▸ Task requirements: Return, from the material below, each line in which the word "segment" is present.

▸ Exercise data:
--- --- ---
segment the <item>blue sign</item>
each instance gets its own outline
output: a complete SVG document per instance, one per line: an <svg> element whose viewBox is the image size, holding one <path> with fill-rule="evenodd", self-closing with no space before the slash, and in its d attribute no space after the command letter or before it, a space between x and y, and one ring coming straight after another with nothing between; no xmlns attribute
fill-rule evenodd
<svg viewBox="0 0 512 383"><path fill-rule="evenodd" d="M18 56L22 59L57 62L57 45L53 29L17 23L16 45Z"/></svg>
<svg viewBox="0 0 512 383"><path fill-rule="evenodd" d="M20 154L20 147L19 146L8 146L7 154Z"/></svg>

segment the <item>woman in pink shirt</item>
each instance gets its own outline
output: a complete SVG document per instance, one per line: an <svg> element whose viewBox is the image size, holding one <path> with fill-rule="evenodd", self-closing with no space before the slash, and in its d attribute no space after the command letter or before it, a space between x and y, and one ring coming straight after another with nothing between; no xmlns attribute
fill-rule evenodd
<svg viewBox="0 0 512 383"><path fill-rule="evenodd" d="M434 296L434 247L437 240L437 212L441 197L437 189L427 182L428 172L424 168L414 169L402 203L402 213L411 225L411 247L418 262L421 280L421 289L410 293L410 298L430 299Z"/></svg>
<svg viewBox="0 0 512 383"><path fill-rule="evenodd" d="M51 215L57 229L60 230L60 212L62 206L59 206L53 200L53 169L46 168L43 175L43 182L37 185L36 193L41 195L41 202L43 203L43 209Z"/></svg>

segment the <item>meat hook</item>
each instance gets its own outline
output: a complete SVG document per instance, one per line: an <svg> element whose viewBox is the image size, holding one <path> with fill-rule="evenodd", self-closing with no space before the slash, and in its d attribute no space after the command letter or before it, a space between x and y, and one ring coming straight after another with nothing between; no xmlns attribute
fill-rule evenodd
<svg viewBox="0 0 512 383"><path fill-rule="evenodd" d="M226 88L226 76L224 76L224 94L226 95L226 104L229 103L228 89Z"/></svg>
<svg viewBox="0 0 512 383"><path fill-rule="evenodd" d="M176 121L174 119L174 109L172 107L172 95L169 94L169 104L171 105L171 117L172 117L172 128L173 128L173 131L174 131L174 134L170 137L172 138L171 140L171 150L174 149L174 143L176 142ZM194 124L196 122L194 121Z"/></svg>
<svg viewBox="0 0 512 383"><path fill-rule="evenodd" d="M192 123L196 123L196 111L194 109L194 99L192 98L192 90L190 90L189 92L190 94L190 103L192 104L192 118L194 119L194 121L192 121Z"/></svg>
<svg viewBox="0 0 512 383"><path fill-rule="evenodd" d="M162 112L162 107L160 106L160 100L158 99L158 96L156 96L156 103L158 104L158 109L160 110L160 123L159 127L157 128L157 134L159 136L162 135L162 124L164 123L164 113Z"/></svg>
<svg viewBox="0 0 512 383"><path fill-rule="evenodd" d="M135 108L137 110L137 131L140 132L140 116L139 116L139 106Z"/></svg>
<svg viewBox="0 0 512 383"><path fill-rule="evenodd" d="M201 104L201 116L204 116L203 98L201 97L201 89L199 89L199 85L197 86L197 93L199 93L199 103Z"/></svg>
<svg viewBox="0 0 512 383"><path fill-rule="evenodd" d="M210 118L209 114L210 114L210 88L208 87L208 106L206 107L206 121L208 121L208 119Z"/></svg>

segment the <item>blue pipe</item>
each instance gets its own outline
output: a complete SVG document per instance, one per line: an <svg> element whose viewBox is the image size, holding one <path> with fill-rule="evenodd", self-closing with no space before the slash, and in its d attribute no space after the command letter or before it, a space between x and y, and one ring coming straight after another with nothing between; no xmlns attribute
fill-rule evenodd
--- --- ---
▸ Answer section:
segment the <item>blue sign</item>
segment the <item>woman in pink shirt</item>
segment the <item>meat hook</item>
segment the <item>blue pipe</item>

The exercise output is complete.